* _Task to complete_: In the passage on Dwarvish word patterns, what word was created for "elf," and what is its plural?

* _Text block_:

- - - -

We can easily guess that sigin means “long” and tarâg means “beards” (though the reverse is not impossible). But we can’t assume that the normal form for “beards” is tarâg outside of this compound — since beards as such are neither animate nor rational, while a Longbeard (dwarf) is. Presumable a single Longbeard is a Sigin-turg, but a beard by itself might be a targ, or something else with the same TRG root but a different pattern.

Incidentally, this is another “philological jest” — Longbeards translates a Germanic word derived from *Langabardôs, Latinized as Langobardi — this was the name of a Germanic tribe who invaded Italy, and whose name was gradually corrupted into “Lombard.” An early mediæval text in Latin, relating the origin of this people (the Origo Gentis Langobardorum) says that on the occasion of a war between the Vandals and a tribe called the Winniles, the women of the Winniles came to battle with their long hair let down and arranged around their faces in the shape of beards. This being seen by the deity Godan (=Óðinn), he said (in apparent astonishment) Qui sunt isti longibarbæ? — “Who are those longbeards?” — and from this came their name. The Longbeard dwarves owe nothing to this tribe other than the name, but perhaps the myth influenced Tolkien’s idea that the Dwarf-women resembled (and were bearded like) the Dwarf-men.

Anyway, I decided that I would use CuCC/CaCâC for all words referring to peoples: hobbits, elves, trolls, and so forth. As it happened, the only word of this type that I needed to create was “elf” — which became fund, plural fanâd. This is a “jest” of my own, although one which makes good sense in terms of the history of Middle-earth. The Dwarves had arisen in the early years of the First Age, after the Elves but before Men. They were unknown to the Eldar until after they reached Beleriand and met them in the Eryd Luin; but the Dwarves must have met other Elves before they encountered either the Sindar or the Noldor, and these were most likely either Nandor or western groups of the Avari, who (at this early stage in their history) probably went by the name of *Pendi. At any rate, fund is clearly an adaptation of pend– to Khuzdul phonology, substituting f for the p that is absent in Khuzdul, and using the CuCC pattern for “incarnates.”

Other words provided different meanings and patterns. On Balin’s tomb in Moria, we find him described as Uzbad Khazaddûmu “Lord of Khazad-dûm.” Now, it’s possible that uzbad “lord” is just a word, incapable of further analysis. But obviously it would be very convenient for me if I could get more out of it. I assumed that “lord” actually meant “ruler”, and that therefore the sequence ZBD meant “rule, govern” and the pattern uCCaC was the normal form for an agent — that is, in relation to any verb, a noun of this form would mean “one who [verb]s”. So, as Helge says, if ZRB was the root for “write, record” then a writer — most probably a professional writer, a scribe — would be an *uzrab. This was a pattern that I made considerable use of.

- - - -

Object position labeling items:

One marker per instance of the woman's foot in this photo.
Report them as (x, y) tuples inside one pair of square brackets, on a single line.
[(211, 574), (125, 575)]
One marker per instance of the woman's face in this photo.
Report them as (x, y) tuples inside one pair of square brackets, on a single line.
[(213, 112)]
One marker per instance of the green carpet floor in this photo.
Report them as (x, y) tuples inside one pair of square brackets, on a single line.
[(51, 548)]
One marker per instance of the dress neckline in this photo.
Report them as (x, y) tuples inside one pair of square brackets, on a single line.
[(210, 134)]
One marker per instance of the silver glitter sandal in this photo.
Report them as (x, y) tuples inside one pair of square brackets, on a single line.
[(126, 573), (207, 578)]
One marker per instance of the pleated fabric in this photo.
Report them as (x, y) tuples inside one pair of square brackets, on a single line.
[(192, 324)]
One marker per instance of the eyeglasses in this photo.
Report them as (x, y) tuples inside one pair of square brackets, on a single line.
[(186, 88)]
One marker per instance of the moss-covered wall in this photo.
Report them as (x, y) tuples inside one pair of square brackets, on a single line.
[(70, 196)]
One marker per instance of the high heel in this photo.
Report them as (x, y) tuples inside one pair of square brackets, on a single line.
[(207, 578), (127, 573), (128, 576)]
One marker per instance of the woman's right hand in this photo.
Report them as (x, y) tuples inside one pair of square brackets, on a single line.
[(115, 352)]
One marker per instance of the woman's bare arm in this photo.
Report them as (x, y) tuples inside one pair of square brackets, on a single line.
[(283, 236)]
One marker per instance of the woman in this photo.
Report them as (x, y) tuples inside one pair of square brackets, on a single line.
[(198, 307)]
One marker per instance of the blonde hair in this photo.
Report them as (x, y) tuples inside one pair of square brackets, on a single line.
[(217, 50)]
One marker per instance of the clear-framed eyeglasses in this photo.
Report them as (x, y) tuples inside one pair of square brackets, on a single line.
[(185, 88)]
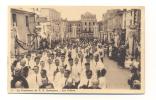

- - - -

* _Answer for this exercise_: The word is fund, and its plural is fanâd.